Exercise instructions:
1 > According to the text on the Michigan Education Association, how many people does the union represent?
2 > Pick up the text on the Michigan Education Association after its final sentence and keep writing.

Study text:
=== Begin Enclosure ===

The Michigan Education Association (MEA), headquartered in East Lansing, Michigan, is a labor union representing more than 157,000 teachers, faculty and education support staff throughout the state. Usually referred to as a “teachers' union” its membership also includes college faculty, public school custodians, bus drivers, and paraprofessionals, among others. It represents people working in neighborhood public schools, those in charter schools as well as school employees working for private companies.
While MEA works to serve its members’ employment goals, it also promotes public education. It sees these goals as closely related. Through policies put in place by its elected Board of Directors, MEA advocates for polices it judges to be best for student success, for civil rights and for the quality of life for all. Its mission statement states: “The mission of the MEA is to ensure that the education of our students and the working environments of our members are of the highest quality." Like other public sector unions, the MEA has come under fire in recent years for its defense of teacher employment protections. Controversy over the role of the MEA is part of a wider debate on the structure and funding of public education in Michigan and around the United States.

=== End Enclosure ===

Natural-language object grounding data

=== Begin Enclosure ===

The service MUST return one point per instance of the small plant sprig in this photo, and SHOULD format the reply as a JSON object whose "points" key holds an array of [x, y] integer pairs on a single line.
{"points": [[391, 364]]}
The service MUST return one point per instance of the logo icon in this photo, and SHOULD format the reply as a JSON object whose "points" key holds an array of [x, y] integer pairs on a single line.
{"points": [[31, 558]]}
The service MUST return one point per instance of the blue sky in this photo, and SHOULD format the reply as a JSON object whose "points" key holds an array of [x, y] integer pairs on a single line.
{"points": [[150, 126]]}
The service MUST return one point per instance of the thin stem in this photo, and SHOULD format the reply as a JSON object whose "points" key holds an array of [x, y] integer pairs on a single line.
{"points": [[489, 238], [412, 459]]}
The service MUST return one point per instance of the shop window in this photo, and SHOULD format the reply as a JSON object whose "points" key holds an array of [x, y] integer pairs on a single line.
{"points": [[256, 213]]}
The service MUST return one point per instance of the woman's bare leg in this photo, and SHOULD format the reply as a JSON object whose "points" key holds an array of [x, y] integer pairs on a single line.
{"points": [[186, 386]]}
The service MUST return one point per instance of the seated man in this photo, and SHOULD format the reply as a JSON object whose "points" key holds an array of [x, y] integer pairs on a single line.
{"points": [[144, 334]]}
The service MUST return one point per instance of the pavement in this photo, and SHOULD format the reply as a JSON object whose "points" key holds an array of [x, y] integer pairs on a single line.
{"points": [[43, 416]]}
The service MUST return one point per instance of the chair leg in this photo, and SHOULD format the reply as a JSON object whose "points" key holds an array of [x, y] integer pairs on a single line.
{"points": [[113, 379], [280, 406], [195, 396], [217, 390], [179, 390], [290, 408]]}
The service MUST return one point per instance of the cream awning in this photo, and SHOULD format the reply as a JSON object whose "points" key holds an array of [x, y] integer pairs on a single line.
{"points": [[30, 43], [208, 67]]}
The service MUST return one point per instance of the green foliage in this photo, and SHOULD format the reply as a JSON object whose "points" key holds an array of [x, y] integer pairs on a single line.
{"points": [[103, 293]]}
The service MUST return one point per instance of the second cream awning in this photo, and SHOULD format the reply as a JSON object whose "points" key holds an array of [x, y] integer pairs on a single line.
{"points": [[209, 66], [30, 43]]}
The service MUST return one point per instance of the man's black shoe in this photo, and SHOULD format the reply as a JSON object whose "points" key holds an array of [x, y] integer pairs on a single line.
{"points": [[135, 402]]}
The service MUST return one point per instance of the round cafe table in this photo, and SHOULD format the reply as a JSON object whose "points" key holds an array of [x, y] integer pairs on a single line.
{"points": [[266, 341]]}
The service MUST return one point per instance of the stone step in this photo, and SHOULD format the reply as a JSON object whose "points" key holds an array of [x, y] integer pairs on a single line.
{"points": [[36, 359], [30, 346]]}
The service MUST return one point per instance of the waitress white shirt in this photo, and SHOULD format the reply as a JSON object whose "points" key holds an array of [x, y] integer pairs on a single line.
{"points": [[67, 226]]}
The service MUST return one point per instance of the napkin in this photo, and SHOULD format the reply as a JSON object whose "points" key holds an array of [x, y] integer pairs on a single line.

=== End Enclosure ===

Responses for each task:
1 > More than 157,000 teachers, faculty and education support staff throughout Michigan.

2 >
MEA was founded in 1852 as the Michigan State Teachers Association, five years before the National Education Association was organized, becoming the Michigan Education Association in 1926. Today it is the largest public employee union in the state and the third largest education association in the United States.
In 1937 the MEA’s governing body, the Representative Assembly, authorized the development of a group hospitalization program. This was one of the first such health care programs in the United States. Two years later, the Hoosier Casualty Company provided coverage for MEA members, administrated by local insurance agent Herman Henkel.
Michigan law forbade the MEA from acting as an agent for its members, so when Henkel retired in 1960, it was decided that a separate non-profit corporation would serve this function, and Michigan Education Special Services Association (MESSA) was born. 10,000 MEA members were enrolled at the time.
Tax-exempt under IRS 501(c)(9), MESSA qualified as a “voluntary employees’ beneficiary association” and could therefore offer group term life, health, and dental coverages, among others, to its members.